Task instructions:
(1) Using the passage about David and Uriah, say whether each statement agrees with it: (a) Uriah spent the night in the guardhouse outside the palace; (b) Scripture states that the affair was public knowledge; (c) Uriah is listed among David's thirty strongest men. Answer yes or no for each, and quote the deciding words.
(2) Resume the passage about David and Uriah, picking up right after its final sentence.

Excerpt:
You’re probably familiar with the story of King David and his adulterous, one-time affair with Bathsheba. The incident resulted in Bathsheba’s pregnancy. And as soon as she discovered her condition, she sent a note to David, saying, “I’m with child.”
When David read the note, he panicked. His reputation as a godly, upright man was in jeopardy. Here was a man who had written more than 3,000 Psalms and spiritual songs. He had been God’s instrument in slaying Israel’s enemies. And he’d illustrated to the world what it meant to have a great heart for God.
Yet now, in his panicked state, David thought not only of his own reputation, but of the Lord’s. If his sin were exposed, it would be connected to God’s name. Visions of a huge scandal flooded his mind. So David conceived a plan to cover up his affair with Bathsheba. And he set it into motion by sending a message to Joab, the general of his army. The message said, “Send me Uriah the Hittite” (2 Samuel 11:6).
Now, Uriah was Bathsheba’s husband, and was an infantryman in Israel’s army. Evidently, Uriah was part of an elite detachment of soldiers, because Scripture lists him as one of David’s thirty-seven strongest men (see 23:39). When Joab received David’s message, he must have been suspicious. He knew David’s heart, including his lustful tendencies. Nevertheless, the general instructed Uriah to go to Jerusalem, to find out what David had to say.
When Uriah arrived, David received him at his royal residence and immediately engaged him in military conversation. He asked, “How is the war going? And how is your general doing? Are your fellow warriors getting along?” Uriah had to wonder, “What’s this all about? I’m just an infantryman. I haven’t done anything to merit this kind of attention.” Or, he also might have been suspicious. He could have heard gossip about the affair (although Scripture doesn’t state whether this was public knowledge).
The truth is, Uriah was being set up by David. The king thought his problem would be solved if he could just get Uriah into Bathsheba’s bed for a night. Then Uriah would think he had caused his wife’s pregnancy. David said to him, “You’ve fought a long battle, and you must be weary. Why don’t you go home and rest tonight? I’ll send over some special food for you to enjoy.” But when Uriah left, he didn’t go home. Instead, he slept in the guardhouse outside the palace. When David learned about it the next day, he called Uriah back in and asked, “Why didn’t you go to your wife last night?”
Uriah replied, “My lord Joab, and the servants of my lord, are encamped in the open fields; shall I then go into mine house, to eat and to drink, and to lie with my wife? As thou livest, and as thy soul liveth, I will not do this thing” (2 Samuel 11:11). Uriah could think only of his fellow soldiers. His loyalty must have heaped hot coals on David’s head.

Entries labeling object positions:
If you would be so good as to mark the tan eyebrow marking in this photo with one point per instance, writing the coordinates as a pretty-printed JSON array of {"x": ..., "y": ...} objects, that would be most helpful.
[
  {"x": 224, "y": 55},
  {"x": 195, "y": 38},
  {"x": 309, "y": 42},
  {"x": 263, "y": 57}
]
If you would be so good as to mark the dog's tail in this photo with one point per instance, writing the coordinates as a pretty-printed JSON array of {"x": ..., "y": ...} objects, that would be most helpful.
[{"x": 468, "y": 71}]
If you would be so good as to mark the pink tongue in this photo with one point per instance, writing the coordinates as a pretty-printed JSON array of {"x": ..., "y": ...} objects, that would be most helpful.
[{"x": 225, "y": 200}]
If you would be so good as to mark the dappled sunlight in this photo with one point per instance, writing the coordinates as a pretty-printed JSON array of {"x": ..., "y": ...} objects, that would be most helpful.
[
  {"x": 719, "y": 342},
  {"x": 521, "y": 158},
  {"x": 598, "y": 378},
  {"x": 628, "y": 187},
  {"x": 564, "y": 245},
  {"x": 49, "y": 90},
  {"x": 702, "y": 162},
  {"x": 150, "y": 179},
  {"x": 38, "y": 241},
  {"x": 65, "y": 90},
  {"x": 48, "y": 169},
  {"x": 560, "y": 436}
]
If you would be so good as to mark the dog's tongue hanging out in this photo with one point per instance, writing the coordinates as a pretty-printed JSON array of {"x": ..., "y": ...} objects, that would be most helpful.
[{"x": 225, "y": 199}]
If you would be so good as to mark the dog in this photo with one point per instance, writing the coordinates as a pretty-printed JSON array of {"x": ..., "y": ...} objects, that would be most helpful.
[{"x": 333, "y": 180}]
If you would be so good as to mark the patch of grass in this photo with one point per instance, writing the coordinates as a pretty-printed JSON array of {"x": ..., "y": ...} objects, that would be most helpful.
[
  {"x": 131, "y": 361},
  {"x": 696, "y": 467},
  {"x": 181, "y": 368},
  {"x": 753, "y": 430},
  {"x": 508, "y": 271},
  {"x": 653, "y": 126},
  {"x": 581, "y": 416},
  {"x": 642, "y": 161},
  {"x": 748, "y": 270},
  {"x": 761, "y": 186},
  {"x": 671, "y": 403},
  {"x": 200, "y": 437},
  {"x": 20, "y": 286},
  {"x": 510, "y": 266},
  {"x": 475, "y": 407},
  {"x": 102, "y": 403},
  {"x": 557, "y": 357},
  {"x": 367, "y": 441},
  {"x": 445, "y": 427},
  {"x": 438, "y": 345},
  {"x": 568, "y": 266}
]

Responses to the exercise:
(1)
(a) Yes: "Instead, he slept in the guardhouse outside the palace."
(b) No: "although Scripture doesn’t state whether this was public knowledge"
(c) No: "Scripture lists him as one of David’s thirty-seven strongest men"

(2)
Now the king’s panic grew. He quickly ordered Uriah to stay in Jerusalem one more night. Then he set into motion another plan. That evening, he would invite Uriah to his table for dinner, ply him with lots of wine and get him drunk. If Uriah’s wits left him, he would forget about his fellow soldiers and want to sleep with his wife.
Can you imagine this godly king, a preacher of righteousness, trying to get one of his faithful soldiers drunk? That’s exactly what David did. And the plan worked: Uriah did get drunk. David instructed the palace guards, “Take this man home and carry him to his bed.” But again, Scripture says, “At even (Uriah) went out to lie on his bed with the servants of his lord, but went not down to his house” (11:13).
At this point, David’s panic grew beyond control. He knew he had to take drastic action. So he wrote a letter to Joab, commanding him to put Uriah on the front line of the hottest battle. Then, when the enemy surged, Joab was to pull back all his troops except Uriah. In short, David wanted Uriah killed.
David handed the sealed letter to Uriah, with instructions to give it to Joab. The loyal Uriah didn’t know it, but his commander-in-chief had just handed him his own death warrant. When Joab read the letter, he saw through David’s scheme. Yet he obeyed the king’s order anyway. He sent Uriah on a suicide mission. And, just as David had planned, the soldier was killed in battle.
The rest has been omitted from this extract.